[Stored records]
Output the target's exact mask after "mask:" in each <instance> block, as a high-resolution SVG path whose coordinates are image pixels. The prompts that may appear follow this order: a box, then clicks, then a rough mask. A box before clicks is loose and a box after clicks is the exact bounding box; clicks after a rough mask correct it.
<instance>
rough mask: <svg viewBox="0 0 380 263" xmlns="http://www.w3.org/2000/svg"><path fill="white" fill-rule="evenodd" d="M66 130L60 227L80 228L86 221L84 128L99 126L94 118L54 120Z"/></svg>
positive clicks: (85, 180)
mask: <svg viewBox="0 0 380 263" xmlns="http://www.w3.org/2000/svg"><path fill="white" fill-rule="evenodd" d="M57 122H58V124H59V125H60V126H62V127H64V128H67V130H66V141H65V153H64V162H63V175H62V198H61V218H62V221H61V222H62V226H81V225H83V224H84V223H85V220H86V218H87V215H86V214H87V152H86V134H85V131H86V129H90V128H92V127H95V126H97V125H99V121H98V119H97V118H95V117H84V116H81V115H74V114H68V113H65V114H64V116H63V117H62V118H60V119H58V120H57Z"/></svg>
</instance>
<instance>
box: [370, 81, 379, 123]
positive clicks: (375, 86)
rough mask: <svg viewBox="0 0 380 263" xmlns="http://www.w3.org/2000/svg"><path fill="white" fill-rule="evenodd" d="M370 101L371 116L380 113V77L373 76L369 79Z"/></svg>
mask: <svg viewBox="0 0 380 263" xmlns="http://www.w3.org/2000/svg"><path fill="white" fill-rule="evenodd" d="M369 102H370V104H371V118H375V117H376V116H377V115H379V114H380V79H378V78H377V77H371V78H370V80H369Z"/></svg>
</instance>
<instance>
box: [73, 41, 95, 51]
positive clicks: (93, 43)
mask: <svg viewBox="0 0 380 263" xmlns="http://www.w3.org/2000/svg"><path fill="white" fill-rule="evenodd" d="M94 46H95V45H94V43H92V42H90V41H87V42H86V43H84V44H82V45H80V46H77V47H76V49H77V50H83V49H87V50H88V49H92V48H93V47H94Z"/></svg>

PROBLEM
Extract the lines above from the one containing "positive clicks: (85, 180)" to the last line, both included, exactly as written.

ANSWER SPACE
positive clicks: (85, 180)
mask: <svg viewBox="0 0 380 263" xmlns="http://www.w3.org/2000/svg"><path fill="white" fill-rule="evenodd" d="M57 122H58V124H59V125H60V126H62V127H64V128H67V130H66V141H65V153H64V162H63V175H62V198H61V218H62V221H61V222H62V226H81V225H83V224H84V223H85V220H86V218H87V215H86V214H87V152H86V134H85V131H86V129H90V128H92V127H95V126H97V125H99V121H98V119H97V118H95V117H84V116H81V115H74V114H68V113H65V114H64V116H63V117H62V118H60V119H58V120H57Z"/></svg>
</instance>
<instance>
box: [370, 81, 379, 123]
positive clicks: (375, 86)
rough mask: <svg viewBox="0 0 380 263" xmlns="http://www.w3.org/2000/svg"><path fill="white" fill-rule="evenodd" d="M370 101L371 116L380 113V77L373 76L369 79Z"/></svg>
mask: <svg viewBox="0 0 380 263" xmlns="http://www.w3.org/2000/svg"><path fill="white" fill-rule="evenodd" d="M369 102H370V104H371V118H375V117H376V116H377V115H379V114H380V79H378V78H377V77H371V78H370V80H369Z"/></svg>
</instance>
<instance>
box: [73, 41, 95, 51]
positive clicks: (93, 43)
mask: <svg viewBox="0 0 380 263" xmlns="http://www.w3.org/2000/svg"><path fill="white" fill-rule="evenodd" d="M94 46H95V45H94V43H92V42H90V41H87V42H86V43H84V44H82V45H80V46H77V47H76V49H77V50H83V49H87V50H88V49H92V48H93V47H94Z"/></svg>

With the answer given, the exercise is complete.